**Task instructions**
In the data below, change each "tree trunk" to "tree stump" and write every line out again with nothing else altered.

· · · · ·

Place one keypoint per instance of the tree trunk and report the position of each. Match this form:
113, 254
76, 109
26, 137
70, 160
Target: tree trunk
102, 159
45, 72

· · · · ·

**Result**
Place one keypoint per instance of the tree stump and report the position of each. Match this form:
113, 254
76, 109
26, 137
70, 160
Target: tree stump
102, 159
45, 72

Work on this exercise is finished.